**Problem to work on**
Quote word for word the lines starting at the line with "Place one marker on each instance of the forest." and ending at the final line of the entries. Leave out any pictures.
====== Input material
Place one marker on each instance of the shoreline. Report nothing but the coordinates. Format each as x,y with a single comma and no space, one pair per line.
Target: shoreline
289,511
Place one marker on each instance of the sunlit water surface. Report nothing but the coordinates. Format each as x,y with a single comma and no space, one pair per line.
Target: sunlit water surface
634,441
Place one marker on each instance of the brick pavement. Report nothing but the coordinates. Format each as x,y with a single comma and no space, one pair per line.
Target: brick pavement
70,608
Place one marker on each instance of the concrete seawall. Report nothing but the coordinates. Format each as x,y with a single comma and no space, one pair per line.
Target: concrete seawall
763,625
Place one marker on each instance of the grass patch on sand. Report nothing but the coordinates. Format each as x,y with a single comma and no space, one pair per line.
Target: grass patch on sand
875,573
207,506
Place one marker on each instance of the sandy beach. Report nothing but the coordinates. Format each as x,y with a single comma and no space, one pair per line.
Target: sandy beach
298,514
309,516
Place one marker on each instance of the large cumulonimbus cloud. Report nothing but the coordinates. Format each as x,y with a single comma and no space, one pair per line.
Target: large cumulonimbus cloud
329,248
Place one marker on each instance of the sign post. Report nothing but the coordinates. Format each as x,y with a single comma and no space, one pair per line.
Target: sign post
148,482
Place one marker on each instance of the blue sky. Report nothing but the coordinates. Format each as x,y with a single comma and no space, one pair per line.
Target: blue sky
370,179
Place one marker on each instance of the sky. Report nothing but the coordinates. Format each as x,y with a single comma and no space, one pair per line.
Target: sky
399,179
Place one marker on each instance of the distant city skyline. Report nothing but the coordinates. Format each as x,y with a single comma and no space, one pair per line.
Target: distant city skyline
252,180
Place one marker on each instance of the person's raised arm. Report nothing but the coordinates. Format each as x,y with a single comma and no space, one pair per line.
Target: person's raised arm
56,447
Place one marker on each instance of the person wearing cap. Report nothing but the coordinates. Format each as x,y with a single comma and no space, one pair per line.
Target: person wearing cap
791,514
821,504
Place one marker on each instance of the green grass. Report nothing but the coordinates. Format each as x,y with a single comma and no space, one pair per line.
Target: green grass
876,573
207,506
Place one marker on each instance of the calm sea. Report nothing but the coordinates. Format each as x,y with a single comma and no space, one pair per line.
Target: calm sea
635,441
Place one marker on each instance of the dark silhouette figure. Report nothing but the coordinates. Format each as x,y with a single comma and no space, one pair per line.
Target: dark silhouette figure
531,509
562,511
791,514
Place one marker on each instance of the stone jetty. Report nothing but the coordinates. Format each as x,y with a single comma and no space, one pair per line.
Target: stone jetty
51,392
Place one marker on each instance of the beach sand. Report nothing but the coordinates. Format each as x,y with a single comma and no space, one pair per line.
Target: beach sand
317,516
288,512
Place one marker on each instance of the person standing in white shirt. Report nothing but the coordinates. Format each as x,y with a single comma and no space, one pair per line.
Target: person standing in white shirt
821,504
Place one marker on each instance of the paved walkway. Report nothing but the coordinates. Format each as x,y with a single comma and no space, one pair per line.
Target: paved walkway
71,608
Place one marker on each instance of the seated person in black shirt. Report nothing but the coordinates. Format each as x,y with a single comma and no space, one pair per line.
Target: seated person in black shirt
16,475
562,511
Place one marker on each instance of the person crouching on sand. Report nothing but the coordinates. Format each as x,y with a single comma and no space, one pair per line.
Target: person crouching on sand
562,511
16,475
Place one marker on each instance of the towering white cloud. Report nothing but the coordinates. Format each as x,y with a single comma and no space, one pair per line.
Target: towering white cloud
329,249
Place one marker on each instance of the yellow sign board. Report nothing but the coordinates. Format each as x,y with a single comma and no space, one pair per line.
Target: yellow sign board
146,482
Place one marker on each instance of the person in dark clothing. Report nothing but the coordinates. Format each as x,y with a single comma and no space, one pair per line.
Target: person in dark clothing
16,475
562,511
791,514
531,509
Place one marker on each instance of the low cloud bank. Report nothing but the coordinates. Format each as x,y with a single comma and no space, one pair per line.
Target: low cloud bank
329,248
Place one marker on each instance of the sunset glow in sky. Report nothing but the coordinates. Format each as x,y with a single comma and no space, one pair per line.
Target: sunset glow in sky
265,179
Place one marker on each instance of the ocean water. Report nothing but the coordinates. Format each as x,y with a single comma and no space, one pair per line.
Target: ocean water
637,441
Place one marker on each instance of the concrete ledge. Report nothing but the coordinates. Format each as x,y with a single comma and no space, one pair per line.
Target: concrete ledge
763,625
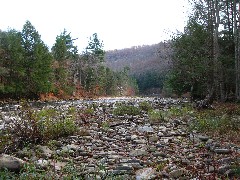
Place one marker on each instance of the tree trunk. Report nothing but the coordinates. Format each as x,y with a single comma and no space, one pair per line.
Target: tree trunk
236,41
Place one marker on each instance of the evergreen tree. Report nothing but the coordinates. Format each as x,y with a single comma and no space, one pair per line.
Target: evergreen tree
66,56
37,62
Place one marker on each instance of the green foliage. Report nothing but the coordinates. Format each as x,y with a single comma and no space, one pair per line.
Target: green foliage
37,62
123,109
65,55
33,126
190,61
145,106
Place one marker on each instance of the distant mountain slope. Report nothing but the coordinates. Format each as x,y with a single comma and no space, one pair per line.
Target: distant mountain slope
140,59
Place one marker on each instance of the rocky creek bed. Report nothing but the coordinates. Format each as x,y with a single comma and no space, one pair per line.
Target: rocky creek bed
109,146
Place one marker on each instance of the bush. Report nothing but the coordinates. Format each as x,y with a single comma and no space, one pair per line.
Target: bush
145,106
32,126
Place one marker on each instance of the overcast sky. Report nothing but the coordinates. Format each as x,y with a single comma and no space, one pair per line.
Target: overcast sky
118,23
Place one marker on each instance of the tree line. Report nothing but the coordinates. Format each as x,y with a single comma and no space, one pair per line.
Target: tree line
28,69
206,56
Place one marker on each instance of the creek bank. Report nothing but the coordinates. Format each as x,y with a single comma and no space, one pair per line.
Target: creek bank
134,147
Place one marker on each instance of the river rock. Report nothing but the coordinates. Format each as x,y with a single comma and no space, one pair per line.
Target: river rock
222,151
177,173
138,152
11,163
145,173
147,129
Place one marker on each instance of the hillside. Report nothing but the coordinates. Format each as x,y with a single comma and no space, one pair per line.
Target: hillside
148,65
140,59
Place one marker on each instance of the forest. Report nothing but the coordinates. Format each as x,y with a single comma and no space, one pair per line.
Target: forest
148,64
29,69
203,61
71,115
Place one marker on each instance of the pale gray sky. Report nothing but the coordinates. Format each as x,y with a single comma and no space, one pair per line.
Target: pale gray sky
118,23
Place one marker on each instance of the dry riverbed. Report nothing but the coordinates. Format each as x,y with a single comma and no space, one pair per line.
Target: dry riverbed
155,140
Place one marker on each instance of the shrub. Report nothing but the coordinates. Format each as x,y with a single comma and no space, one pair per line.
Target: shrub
145,106
32,126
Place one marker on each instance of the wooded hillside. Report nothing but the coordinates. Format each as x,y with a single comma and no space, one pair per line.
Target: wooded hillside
148,64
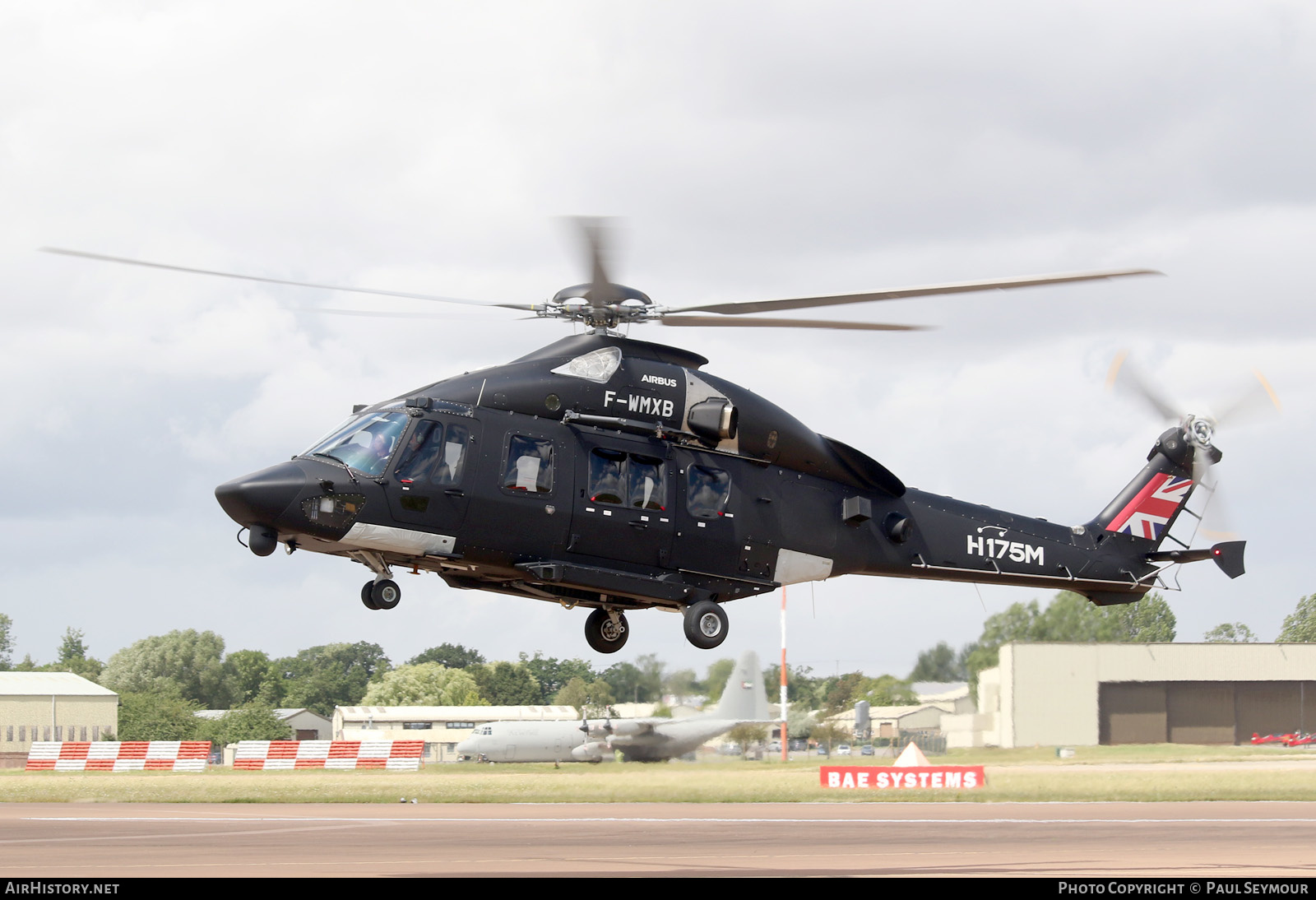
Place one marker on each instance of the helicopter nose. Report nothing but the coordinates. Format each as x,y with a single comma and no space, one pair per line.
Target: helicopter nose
261,498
============
**The response**
Place one marker on each instance of the forest. Report nothing but the coordinates. Format each as x,y with a single comma and no space, one pair per line.
Target: forest
148,64
29,69
203,61
71,115
Place one marker on each instance of the pale gray sky. Report nothing but the coordinates. Format each as x,y with a single comma and no space, one pair per line.
Target: pale gray sky
118,23
Place one marker on each instance of the dry riverbed. Report nothing but the coordinates. Format each as x,y with a single comma and no space, one pair per line.
Target: dry riverbed
155,140
Place one marker on each instance of the shrub. Report nothing but the coordinates. Format each as x,y with a single comma and no space, one pair per line.
Target: shrub
145,106
32,126
Place one marker on each instance of the wooded hillside. Report nothing but the coordinates. Format each as x,y with a single comma and no space, one pair per line.
Target: wooded hillside
148,64
Place one marker on each instance of the helicopter nose. Report nothing but the coordinates. Format each as x,y with a single comma and no space, one pair per line.
Target: helicopter nose
261,498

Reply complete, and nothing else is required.